WHAT IS REQUIRED:
Copy out exactly each line from the line with "Look at the photo above. For each instance of the bare" through the last line of the material below.

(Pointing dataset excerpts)

──────────────────────────────

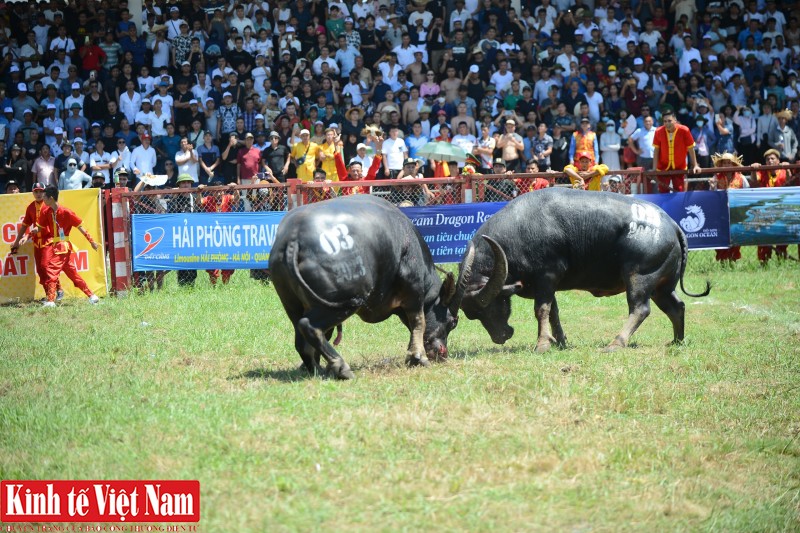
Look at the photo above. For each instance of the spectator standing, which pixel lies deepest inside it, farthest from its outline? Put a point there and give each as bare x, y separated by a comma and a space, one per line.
672, 143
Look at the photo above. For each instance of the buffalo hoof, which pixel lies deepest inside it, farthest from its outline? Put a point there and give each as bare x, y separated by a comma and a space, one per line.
417, 360
340, 370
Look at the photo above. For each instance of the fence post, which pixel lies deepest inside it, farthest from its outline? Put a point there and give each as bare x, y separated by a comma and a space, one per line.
466, 191
294, 194
120, 256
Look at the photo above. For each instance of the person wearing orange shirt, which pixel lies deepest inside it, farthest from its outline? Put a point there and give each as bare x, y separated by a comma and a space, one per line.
772, 178
59, 221
729, 179
671, 144
219, 201
41, 240
584, 174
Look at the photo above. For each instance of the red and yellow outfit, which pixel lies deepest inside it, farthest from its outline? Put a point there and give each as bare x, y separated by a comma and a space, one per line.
672, 151
211, 204
773, 178
40, 240
593, 183
343, 175
56, 227
585, 143
729, 180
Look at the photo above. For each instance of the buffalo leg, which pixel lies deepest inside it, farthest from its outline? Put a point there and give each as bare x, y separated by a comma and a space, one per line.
308, 354
638, 310
675, 309
416, 347
313, 326
555, 325
542, 306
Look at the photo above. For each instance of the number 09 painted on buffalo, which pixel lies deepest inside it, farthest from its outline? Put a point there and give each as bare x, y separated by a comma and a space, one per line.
336, 239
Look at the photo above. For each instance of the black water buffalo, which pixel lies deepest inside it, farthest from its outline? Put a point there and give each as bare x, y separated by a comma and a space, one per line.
562, 239
360, 255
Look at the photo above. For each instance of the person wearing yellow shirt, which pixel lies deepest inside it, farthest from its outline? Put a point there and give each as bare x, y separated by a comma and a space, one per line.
304, 156
583, 174
326, 153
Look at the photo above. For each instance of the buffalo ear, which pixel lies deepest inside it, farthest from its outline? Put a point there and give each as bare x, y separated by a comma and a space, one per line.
510, 290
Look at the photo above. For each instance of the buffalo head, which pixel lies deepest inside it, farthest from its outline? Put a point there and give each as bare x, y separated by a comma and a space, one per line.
442, 317
489, 299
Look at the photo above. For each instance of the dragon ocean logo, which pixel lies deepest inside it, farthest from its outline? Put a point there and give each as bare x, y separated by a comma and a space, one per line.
695, 219
152, 237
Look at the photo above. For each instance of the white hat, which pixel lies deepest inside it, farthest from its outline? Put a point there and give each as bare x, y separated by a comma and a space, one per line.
154, 180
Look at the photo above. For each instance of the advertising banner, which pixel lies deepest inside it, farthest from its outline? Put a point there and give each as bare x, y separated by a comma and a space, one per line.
703, 215
448, 228
765, 216
18, 279
203, 241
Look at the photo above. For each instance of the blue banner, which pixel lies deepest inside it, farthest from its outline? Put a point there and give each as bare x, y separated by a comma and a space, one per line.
703, 216
448, 228
198, 241
765, 216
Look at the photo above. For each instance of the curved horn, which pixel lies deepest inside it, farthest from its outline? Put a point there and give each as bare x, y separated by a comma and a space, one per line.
464, 273
498, 279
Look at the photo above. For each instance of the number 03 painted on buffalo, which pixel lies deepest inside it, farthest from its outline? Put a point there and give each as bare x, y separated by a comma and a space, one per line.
336, 239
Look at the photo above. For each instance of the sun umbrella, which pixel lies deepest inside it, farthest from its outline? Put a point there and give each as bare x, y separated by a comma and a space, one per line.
442, 151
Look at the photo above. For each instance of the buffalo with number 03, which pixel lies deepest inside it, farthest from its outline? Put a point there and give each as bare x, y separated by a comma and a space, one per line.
563, 239
360, 255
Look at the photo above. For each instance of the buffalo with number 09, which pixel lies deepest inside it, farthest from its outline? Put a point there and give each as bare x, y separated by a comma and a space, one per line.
360, 255
563, 239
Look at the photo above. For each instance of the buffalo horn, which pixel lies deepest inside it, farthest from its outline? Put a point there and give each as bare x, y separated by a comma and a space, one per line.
464, 273
498, 279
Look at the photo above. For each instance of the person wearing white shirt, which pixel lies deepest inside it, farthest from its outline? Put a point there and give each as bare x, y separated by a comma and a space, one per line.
187, 159
130, 102
324, 57
143, 157
100, 161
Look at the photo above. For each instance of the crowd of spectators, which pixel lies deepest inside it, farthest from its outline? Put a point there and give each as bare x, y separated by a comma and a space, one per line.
221, 90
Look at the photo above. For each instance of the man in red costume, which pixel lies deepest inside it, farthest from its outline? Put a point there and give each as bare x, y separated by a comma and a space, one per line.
58, 221
671, 144
41, 250
772, 178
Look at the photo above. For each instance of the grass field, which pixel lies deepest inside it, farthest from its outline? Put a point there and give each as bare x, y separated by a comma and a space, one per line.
203, 385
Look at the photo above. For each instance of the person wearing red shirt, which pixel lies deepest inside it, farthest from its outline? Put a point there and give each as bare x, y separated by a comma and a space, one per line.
220, 201
672, 142
727, 179
772, 178
41, 240
60, 220
248, 161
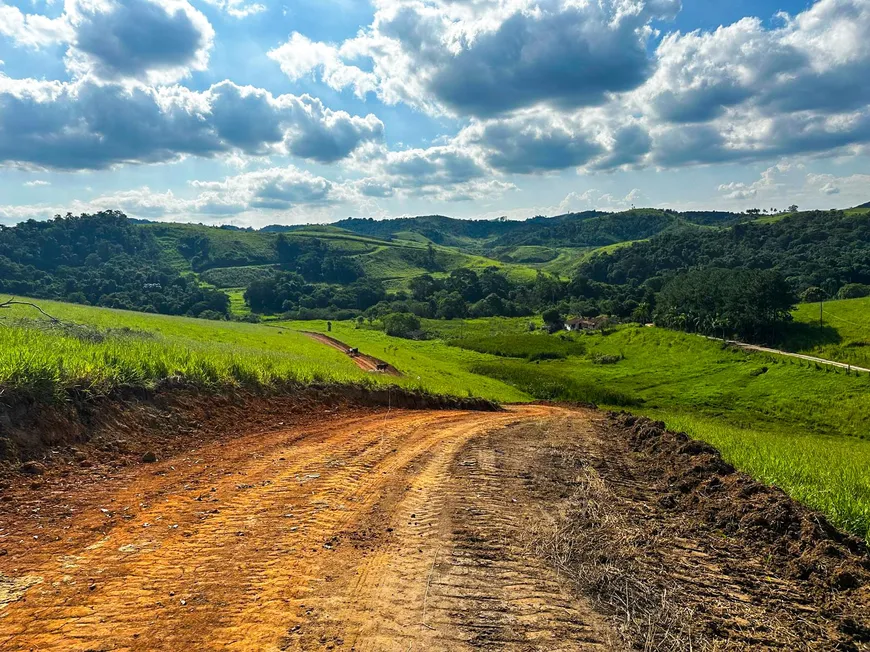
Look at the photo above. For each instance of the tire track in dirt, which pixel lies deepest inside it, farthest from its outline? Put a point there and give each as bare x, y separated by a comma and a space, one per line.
239, 545
455, 575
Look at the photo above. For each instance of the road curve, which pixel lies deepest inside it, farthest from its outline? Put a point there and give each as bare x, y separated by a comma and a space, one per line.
378, 532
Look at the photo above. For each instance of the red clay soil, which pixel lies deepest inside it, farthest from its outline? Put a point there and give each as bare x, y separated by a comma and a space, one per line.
363, 361
311, 526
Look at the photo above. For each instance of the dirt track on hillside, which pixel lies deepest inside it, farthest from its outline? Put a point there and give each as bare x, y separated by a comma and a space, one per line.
362, 360
403, 530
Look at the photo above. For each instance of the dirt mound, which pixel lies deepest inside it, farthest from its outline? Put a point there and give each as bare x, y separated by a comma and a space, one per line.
793, 546
133, 421
699, 481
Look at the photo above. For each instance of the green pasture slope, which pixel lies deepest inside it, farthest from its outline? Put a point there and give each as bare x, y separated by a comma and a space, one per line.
97, 350
844, 335
234, 258
802, 427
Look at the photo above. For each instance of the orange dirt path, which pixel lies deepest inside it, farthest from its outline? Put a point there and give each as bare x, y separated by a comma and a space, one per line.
363, 361
326, 536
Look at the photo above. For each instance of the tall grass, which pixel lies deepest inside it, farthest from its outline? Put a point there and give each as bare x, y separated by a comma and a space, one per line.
47, 364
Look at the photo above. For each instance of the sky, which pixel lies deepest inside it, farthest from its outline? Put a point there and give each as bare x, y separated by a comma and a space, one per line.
255, 112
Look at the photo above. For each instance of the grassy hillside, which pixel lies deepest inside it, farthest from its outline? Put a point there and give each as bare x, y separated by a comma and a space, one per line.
95, 350
430, 364
844, 335
790, 423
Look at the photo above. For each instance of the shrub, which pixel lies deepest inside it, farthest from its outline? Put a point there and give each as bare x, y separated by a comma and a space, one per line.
402, 324
853, 291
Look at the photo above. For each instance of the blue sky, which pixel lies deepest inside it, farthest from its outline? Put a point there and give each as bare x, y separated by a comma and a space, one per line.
254, 112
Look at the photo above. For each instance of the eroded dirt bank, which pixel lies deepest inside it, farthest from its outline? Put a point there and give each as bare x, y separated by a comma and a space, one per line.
86, 431
537, 528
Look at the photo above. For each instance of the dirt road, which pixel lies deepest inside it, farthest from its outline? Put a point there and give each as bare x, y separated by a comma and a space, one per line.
529, 529
363, 361
341, 535
788, 354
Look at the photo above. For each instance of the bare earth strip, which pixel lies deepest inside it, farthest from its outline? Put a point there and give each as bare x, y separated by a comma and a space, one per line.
402, 530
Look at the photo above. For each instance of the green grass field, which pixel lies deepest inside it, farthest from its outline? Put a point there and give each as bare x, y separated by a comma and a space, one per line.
96, 350
431, 364
844, 337
803, 427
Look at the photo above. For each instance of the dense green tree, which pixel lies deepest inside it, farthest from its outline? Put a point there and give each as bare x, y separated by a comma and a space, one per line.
752, 305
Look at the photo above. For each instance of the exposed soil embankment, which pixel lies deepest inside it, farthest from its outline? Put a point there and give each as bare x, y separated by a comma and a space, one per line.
132, 422
686, 553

──────────────────────────────

ANSWER TO THIS TASK:
Look at the photo above. For each instance of the bare earth strip, which pixel lies deepest inside it, farthest from its outline? Put a point there and give each as bare x, y separated by a comma and a space, one per line.
402, 530
Look at the photo above. For each instance of the green grass field, which pixel lies deepest inside it, farthest from its outline? Put a point there and give each as bare x, y separated by a comma and a space, one per line.
96, 350
431, 364
844, 337
803, 427
Look at the photo above. For each instance of the dense green tree, which pixel lies deepest inside it, farthest from its outline? Put a point there and give each as bare x, y separated by a comma and a space, one per line.
752, 305
Look at the photo above. For each instance of the exposed soil embankment, which pixel lies deepest inside it, farthest from its outline? Put a point there and give each as bare x, y separated by a comma and a space, one per line.
132, 422
686, 553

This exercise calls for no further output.